DATASET
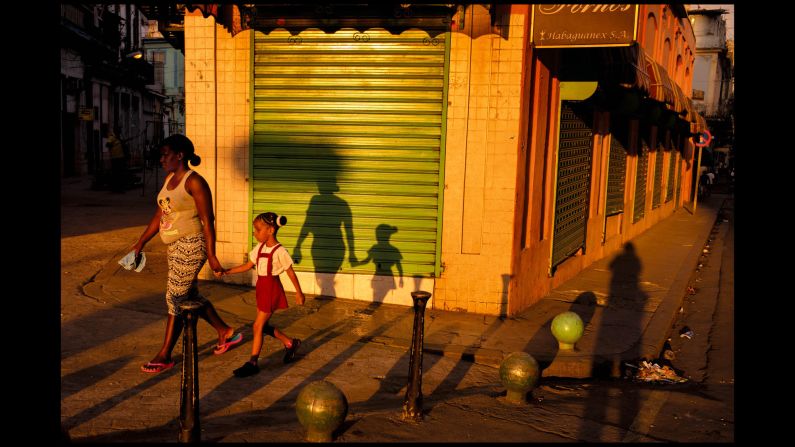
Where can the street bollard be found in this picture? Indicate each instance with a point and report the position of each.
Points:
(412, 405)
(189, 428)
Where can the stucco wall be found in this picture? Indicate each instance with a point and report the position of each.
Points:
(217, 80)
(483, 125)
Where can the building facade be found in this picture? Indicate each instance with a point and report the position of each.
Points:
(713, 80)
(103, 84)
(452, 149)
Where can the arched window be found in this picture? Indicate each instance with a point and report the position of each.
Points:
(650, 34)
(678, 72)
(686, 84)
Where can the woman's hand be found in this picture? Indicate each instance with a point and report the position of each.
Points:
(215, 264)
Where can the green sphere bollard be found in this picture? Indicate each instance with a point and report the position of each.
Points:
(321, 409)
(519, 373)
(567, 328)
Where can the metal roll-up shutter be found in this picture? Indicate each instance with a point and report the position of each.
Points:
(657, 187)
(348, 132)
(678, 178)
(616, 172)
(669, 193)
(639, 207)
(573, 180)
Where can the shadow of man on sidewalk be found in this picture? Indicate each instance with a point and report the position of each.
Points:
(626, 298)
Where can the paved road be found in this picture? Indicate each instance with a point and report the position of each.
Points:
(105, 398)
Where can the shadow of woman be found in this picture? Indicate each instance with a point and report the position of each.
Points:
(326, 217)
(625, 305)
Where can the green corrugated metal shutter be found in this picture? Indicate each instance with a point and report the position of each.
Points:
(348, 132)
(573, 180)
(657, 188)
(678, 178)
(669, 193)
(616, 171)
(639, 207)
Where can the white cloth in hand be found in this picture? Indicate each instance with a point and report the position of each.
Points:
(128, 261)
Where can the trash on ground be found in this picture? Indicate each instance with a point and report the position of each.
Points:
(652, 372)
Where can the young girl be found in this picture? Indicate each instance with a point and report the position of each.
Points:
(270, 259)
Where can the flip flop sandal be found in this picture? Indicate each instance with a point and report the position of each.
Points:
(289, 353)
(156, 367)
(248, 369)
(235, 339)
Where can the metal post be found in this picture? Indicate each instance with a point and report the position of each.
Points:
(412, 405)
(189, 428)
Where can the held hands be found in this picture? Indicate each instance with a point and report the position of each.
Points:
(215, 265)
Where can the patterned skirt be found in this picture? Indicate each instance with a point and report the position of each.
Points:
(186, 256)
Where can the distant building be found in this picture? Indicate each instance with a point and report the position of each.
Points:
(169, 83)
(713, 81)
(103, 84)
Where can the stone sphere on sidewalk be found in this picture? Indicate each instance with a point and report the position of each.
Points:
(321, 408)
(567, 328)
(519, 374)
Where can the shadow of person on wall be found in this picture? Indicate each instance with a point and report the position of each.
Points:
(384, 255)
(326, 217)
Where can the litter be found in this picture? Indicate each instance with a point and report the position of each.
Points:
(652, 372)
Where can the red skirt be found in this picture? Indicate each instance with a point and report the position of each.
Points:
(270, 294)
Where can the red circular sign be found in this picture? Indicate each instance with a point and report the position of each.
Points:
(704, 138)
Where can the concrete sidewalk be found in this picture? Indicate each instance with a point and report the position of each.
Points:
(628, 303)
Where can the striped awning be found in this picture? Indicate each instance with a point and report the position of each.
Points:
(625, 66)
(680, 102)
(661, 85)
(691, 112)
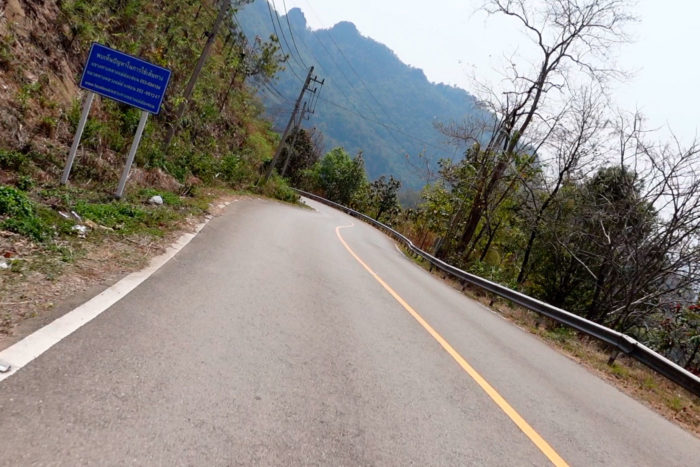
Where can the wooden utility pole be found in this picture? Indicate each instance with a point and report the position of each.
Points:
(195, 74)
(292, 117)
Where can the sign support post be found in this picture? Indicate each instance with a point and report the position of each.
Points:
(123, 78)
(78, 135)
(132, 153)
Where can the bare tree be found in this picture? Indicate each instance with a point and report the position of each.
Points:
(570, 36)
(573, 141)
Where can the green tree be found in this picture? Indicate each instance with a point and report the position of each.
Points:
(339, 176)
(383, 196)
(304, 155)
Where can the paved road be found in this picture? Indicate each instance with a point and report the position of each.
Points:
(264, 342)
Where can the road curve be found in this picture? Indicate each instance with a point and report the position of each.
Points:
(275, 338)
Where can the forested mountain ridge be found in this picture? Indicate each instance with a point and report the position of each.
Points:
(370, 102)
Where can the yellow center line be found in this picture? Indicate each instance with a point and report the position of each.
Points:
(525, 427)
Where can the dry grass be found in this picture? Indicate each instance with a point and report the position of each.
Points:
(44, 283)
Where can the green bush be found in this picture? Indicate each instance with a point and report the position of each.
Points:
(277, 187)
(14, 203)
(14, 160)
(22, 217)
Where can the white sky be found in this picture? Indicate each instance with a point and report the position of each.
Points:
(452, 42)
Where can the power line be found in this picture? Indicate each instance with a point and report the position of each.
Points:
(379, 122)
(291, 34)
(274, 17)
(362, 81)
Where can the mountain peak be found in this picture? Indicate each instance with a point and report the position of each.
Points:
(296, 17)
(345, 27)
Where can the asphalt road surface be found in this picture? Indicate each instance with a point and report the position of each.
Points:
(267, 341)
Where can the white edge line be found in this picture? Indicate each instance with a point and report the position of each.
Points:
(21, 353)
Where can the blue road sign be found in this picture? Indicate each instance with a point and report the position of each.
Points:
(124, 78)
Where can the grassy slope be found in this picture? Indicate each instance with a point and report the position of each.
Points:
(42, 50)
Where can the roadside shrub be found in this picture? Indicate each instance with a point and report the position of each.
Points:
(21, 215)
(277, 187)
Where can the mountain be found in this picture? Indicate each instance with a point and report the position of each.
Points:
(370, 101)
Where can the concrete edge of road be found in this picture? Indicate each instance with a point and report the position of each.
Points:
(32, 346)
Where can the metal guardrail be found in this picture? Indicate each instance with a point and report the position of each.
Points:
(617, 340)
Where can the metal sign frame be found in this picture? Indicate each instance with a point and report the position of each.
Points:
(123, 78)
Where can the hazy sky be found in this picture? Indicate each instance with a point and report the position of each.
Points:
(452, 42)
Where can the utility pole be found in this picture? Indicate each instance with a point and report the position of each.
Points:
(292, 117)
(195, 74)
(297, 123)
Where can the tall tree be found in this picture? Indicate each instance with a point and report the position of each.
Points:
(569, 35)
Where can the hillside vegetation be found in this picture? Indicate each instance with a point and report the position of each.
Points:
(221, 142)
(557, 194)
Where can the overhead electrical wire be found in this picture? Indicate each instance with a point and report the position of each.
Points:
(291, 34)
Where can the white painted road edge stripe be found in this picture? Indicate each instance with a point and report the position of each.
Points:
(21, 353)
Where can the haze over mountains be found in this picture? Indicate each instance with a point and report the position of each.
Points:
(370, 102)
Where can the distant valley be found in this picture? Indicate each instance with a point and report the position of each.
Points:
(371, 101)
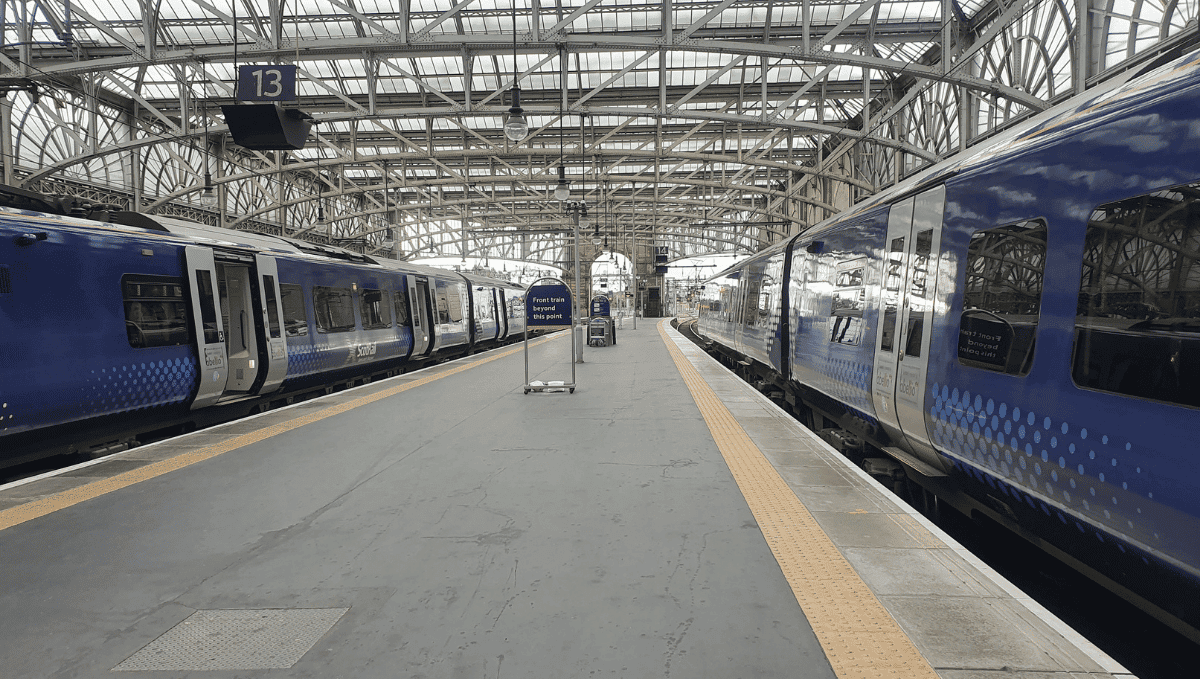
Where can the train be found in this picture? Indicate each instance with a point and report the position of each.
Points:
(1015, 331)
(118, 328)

PROBLEM
Would you set down the records above once more, exactly, with the pictures removed?

RESPONSE
Where can the street bollard be found in this picture? Indicate each instance with a point and report the position of each.
Points:
(412, 405)
(189, 428)
Where can the stucco wall be found in this picture? Indicate each instance with a point and report the position of each.
Points:
(217, 80)
(483, 125)
Where can the building facade be found in this picture? Indicate each instance with a point and report the position of each.
Points:
(713, 80)
(103, 84)
(452, 149)
Where can the arched window be found in this picture? Indicate each instance with a point and report the position of each.
Points:
(650, 34)
(678, 72)
(686, 84)
Where can the woman's hand be found in this picture? Indicate each instance with a point and report the position of each.
Points:
(215, 264)
Where can the green sphere bollard be found in this picture? Indicate each instance with a point and report the position of each.
Points:
(321, 409)
(519, 373)
(567, 328)
Where can the metal roll-up shutter be found in this picture? Indicate each instance with a point and report the position of each.
Points:
(657, 187)
(348, 132)
(678, 178)
(616, 172)
(669, 193)
(639, 207)
(573, 180)
Where can the shadow of man on sidewalk be found in this picture? Indicate each instance with a point and report the position of each.
Points:
(626, 298)
Where can the paved road be found in this picture? Indicate each instance with a point and report the position of each.
Points:
(105, 398)
Where can the shadow of woman be found in this picture? Indicate each instance with a point and report the position of each.
Points:
(326, 217)
(625, 305)
Where can the green corrugated metal shutter be found in this picture? Indicate each instance with a point and report the position of each.
Points:
(348, 132)
(573, 180)
(657, 188)
(678, 178)
(669, 193)
(616, 171)
(639, 207)
Where can the white cloth in hand be found in this picture? Indicate each instance with a point and report the position of each.
Points:
(128, 261)
Where can the trash on ground be found in this picture? Indicate each instance with a point and report the position of each.
Points:
(652, 372)
Where can the young girl be found in this picture? Indicate each instance with a point and report the position of each.
Points:
(270, 259)
Where can the flip flop sandal be found in this picture? Indicate each instance with a point and report the position of each.
Points:
(289, 353)
(156, 367)
(248, 369)
(235, 339)
Where can the metal post be found in this picture? Indicate each instance with a point and report the position of each.
Points:
(412, 405)
(189, 428)
Where can the held hands be found in this picture? Indicate each instance with a point and report the position of each.
Points:
(215, 265)
Where can the patterned skirt be found in this picture? Indicate each instance with a point and report the position of each.
Points:
(186, 256)
Where can the distant building be found in this picture? Indicate each instance with a point and report the position of each.
Points:
(169, 83)
(713, 81)
(103, 84)
Where can the stone sphere on sidewalk be found in this picture? Indicate each instance with a point and report the position of each.
Points:
(321, 408)
(567, 328)
(519, 374)
Where can the shadow of person on wall be found in this picture? Indicate each instance with a point and report the position of each.
Points:
(384, 255)
(326, 217)
Where can the litter be found in this picture? Indicate each instance with a point and report the position of each.
Points:
(652, 372)
Where can the red skirt be found in this picture? Indicate each instance with a point and report the position of each.
Points:
(270, 294)
Where can the red circular sign be found in this picture? Indicate each instance with a point and report the position of each.
Points:
(704, 138)
Where can the concrete sidewalk be found in this picture? Indicate each instance with a point and report the position of each.
Points:
(628, 303)
Where can the striped awning be found in this picture? Indicate each instance with a point and report the position of each.
Points:
(625, 66)
(680, 102)
(661, 85)
(691, 112)
Where can the wooden utility pole be found in this picture? Indicate each instance with a point and report the position of each.
Points:
(195, 74)
(292, 117)
Where can the sign support post be found in this picture? Indicate each instance with a point and report the position of each.
Points:
(123, 78)
(78, 135)
(132, 153)
Where can the bare tree be found in this picture? Indicate each instance with a point and report the position of each.
Points:
(570, 36)
(573, 141)
Where can the green tree be found in this picture? Indicate each instance with a point and report the position of each.
Points:
(339, 176)
(383, 196)
(304, 155)
Where can the paved road be found in this picture? Indicate each instance with a point and report the position of each.
Points:
(264, 342)
Where can the road curve be found in this picture? Indicate each instance with a point and report the position of each.
Points:
(275, 338)
Where can the forested mountain ridge be found in this picture? Indicate each instance with a point and report the position of each.
Points:
(370, 102)
Where can the yellow center line be found in this picture? Indicate each instance with a point and report the position of each.
Points:
(525, 427)
Where can the dry grass be found in this picture? Indicate each instance with a point and report the position of each.
Points:
(44, 283)
Where can the green bush be found in this picture? Indicate each instance with a point and report the position of each.
Points:
(277, 187)
(14, 203)
(14, 160)
(22, 217)
Where can the white sky be found in this picture? Indicate each instance with a point and report the position of each.
Points:
(452, 42)
Where can the power line be found in this picture? Indicate each instance with a point and report the position of each.
Points:
(379, 122)
(291, 34)
(274, 17)
(362, 81)
Where can the mountain peak be found in this picture? Indicate each instance with a point and report the position of each.
Points:
(296, 17)
(345, 27)
Where can the asphalt road surface be found in this picture? Indicate each instance with a point and report the position of each.
Points:
(267, 341)
Where can the white edge line be found in this picture? Indicate each instance with a point and report the position of each.
Points:
(21, 353)
Where can the blue road sign be found in this picture? Indicate each instance with a point and report the position of each.
Points:
(124, 78)
Where can the grassy slope be found in this picture? Indicate each instance with a point and report the position of each.
Points:
(42, 50)
Where can the roadside shrub be found in this picture? Indicate each instance with a point and report the position of each.
Points:
(21, 215)
(277, 187)
Where can the mountain be found in this picture? Indicate each instance with a point and report the position of each.
Points:
(370, 101)
Where can the concrete edge of road be found in this picture? Indicate each instance with a point and report the position of each.
Points:
(32, 346)
Where can the metal guardrail be found in this picture? Indicate each instance with a point and report the position of each.
Points:
(617, 340)
Where can the metal sign frame be found in this picture? Indicate each instance with a point and report the position of each.
Points:
(123, 78)
Where can the hazy sky be found in this picture? Indicate each instance with a point and report the position of each.
Points:
(452, 42)
Where can the utility pole be found in this picture? Indicate each instance with a point and report the position of each.
Points:
(292, 117)
(195, 74)
(297, 123)
Where can the tall tree be found in this picture? Indicate each instance with a point and report the position of each.
Points:
(569, 35)
Where can the hillside vegetation be found in this picture? Indicate each instance with a point and report the position of each.
Points:
(221, 142)
(557, 194)
Where can the overhead electrical wire be found in this picture? Indicate each instance with a point and report the position of each.
Points:
(291, 34)
Where can the white painted road edge stripe be found in this picture? Indicate each instance with a point and report the position of each.
Points:
(21, 353)
Where can the haze over mountains be found in this picture? Indicate each instance with a point and report the position of each.
Points:
(370, 102)
Where can the distant valley be found in this picture? Indicate each instance with a point and report the position of each.
Points:
(371, 101)
Where can the train be found in this picture? Indicate each instance with a point and report the position of each.
Points:
(1015, 331)
(118, 328)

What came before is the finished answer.